• _TASK OBJECTIVE_:
Once you have found the line with "Two rules. Place a point on every instance of the twig" in the records below, retype it and every line after it to the end exactly, with no pictures and nothing more.

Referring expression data

────────

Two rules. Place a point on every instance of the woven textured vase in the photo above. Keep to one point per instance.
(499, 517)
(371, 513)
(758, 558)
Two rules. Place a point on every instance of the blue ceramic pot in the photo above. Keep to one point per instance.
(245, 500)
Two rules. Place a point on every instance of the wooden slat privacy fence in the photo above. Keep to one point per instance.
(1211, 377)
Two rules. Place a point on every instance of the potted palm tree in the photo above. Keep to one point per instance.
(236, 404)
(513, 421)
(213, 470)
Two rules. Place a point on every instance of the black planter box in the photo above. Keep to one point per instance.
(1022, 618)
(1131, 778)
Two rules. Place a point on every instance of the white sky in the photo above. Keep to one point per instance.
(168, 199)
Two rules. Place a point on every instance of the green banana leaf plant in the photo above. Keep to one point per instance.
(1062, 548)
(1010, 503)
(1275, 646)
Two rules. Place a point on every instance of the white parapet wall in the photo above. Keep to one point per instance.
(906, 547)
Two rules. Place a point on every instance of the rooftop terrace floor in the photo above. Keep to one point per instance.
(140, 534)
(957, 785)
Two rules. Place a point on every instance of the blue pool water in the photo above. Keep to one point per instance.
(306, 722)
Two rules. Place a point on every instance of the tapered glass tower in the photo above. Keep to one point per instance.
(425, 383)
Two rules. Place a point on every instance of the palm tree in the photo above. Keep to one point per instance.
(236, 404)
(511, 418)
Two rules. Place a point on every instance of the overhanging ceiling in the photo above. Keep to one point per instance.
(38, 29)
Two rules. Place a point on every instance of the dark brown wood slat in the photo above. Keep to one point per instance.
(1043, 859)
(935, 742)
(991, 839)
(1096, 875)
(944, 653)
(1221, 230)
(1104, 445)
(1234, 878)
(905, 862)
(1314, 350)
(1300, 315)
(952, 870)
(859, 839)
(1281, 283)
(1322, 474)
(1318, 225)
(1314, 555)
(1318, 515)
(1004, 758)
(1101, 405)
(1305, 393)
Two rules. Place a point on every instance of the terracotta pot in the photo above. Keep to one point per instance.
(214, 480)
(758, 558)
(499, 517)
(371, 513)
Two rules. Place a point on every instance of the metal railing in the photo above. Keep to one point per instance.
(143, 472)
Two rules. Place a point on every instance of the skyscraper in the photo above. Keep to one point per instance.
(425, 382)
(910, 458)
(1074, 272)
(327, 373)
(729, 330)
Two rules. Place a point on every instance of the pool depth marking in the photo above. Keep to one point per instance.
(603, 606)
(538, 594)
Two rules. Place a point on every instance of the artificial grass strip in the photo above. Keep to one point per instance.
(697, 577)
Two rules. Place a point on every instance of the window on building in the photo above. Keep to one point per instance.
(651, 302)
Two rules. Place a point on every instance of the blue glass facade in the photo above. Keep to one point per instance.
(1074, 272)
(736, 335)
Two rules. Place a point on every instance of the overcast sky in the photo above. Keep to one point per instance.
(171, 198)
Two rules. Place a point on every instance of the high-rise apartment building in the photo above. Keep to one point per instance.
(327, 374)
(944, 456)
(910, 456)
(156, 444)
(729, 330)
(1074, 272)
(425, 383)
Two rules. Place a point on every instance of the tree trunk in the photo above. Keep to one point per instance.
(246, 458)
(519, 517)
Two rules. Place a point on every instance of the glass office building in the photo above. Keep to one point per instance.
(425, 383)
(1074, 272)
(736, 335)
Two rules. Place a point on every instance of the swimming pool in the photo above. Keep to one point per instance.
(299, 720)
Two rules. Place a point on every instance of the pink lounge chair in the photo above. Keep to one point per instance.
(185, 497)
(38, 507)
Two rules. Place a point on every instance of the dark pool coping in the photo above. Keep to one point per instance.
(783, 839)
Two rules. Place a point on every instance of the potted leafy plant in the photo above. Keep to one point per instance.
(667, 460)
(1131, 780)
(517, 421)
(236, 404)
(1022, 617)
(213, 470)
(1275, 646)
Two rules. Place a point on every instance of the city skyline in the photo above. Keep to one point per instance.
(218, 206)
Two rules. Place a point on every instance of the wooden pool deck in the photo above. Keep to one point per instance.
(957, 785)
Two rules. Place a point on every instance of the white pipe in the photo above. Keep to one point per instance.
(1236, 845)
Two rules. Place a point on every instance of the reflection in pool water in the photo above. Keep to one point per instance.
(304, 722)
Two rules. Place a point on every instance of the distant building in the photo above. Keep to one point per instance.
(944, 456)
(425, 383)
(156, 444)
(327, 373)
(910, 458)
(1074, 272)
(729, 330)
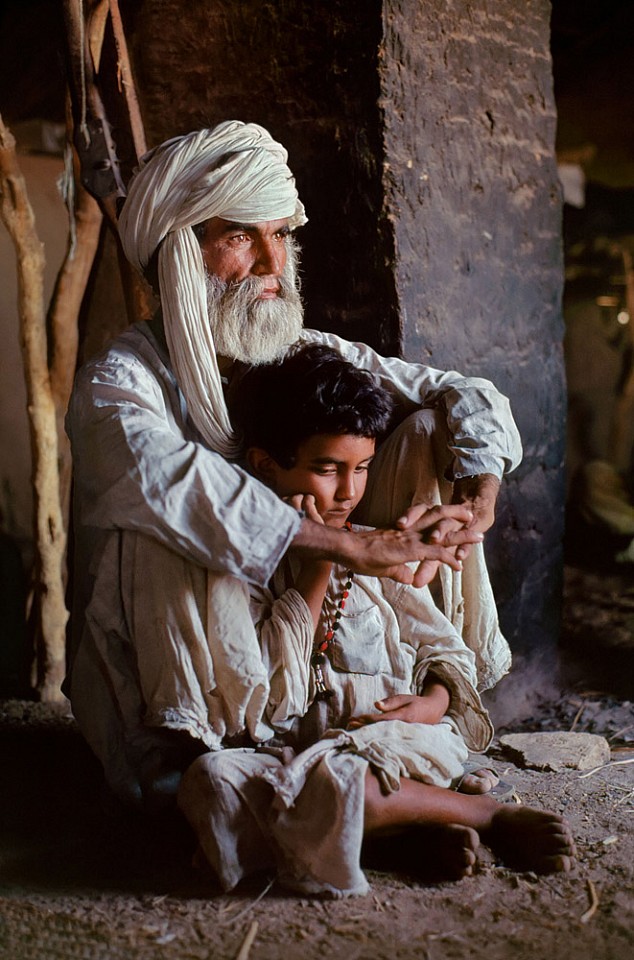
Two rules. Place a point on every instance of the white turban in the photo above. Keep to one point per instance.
(235, 171)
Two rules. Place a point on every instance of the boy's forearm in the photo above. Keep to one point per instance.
(436, 696)
(312, 583)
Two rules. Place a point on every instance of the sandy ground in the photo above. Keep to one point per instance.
(79, 879)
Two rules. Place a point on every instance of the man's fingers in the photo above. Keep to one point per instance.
(425, 572)
(421, 517)
(456, 538)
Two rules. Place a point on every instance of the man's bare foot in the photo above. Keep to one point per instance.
(429, 852)
(528, 839)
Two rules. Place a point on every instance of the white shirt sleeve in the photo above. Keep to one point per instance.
(138, 468)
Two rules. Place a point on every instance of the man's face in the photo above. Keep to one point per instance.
(253, 300)
(234, 251)
(333, 468)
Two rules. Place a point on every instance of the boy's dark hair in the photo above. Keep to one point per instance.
(312, 390)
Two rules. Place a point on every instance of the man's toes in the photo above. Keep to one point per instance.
(560, 863)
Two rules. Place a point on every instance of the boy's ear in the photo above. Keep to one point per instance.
(261, 464)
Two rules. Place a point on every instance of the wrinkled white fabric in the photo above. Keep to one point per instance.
(142, 468)
(235, 171)
(468, 600)
(390, 636)
(309, 825)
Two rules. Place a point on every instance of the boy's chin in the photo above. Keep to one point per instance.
(335, 520)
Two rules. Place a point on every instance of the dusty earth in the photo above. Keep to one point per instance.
(81, 879)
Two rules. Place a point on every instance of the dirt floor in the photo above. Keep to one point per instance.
(79, 879)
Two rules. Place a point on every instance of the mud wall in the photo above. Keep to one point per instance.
(471, 190)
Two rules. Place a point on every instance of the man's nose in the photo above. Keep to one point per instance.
(270, 258)
(346, 488)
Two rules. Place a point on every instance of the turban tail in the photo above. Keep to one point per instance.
(235, 171)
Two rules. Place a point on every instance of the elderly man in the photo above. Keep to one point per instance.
(169, 528)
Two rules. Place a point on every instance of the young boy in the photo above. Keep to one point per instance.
(372, 693)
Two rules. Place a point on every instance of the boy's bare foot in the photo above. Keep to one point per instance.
(529, 839)
(444, 851)
(429, 852)
(480, 780)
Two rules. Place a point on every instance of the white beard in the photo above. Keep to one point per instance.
(251, 330)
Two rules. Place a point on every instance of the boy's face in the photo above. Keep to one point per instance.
(333, 468)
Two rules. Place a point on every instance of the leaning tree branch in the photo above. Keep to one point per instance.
(50, 537)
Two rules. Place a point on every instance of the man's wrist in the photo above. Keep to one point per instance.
(476, 485)
(316, 541)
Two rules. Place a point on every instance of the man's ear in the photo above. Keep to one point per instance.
(262, 465)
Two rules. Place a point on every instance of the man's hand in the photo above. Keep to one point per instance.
(477, 494)
(431, 707)
(386, 553)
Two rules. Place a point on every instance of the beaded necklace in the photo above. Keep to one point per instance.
(319, 654)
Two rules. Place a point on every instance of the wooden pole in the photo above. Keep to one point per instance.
(50, 536)
(63, 316)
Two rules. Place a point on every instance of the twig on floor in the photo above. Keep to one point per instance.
(253, 903)
(578, 715)
(594, 902)
(612, 763)
(247, 943)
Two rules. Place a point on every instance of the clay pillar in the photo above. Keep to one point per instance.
(471, 191)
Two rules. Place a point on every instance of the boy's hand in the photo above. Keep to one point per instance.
(305, 502)
(431, 707)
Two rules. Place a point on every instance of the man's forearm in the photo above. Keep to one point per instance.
(379, 553)
(479, 493)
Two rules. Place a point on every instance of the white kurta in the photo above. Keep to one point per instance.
(167, 530)
(303, 814)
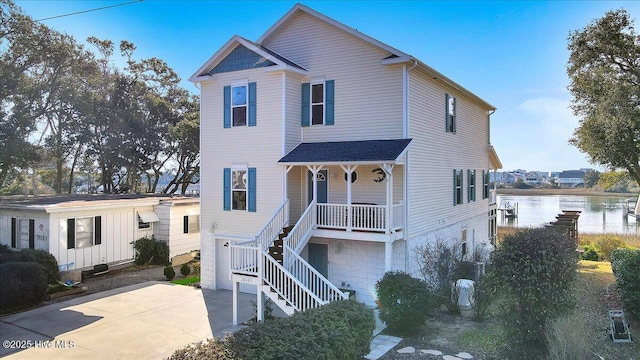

────────

• _ANSWER BOX_:
Two rules. Place a point on every instance of the twig on floor in the photo above. Keep to one point per instance.
(253, 903)
(578, 715)
(594, 902)
(612, 763)
(247, 943)
Two rules. Place a point on every instance of the clay pillar in the photo above. Keep to one point per instance.
(471, 191)
Two rules. Place a point on every instance of the boy's hand in the photo above. Keep to one point per instance.
(305, 502)
(431, 707)
Two rules. Place a point on every instance of the man's forearm in the photo above. Keep to one point per instance.
(379, 553)
(479, 493)
Two rules. Place a point on every instance of the white kurta in the photo above. Keep to one point per instance.
(167, 530)
(303, 814)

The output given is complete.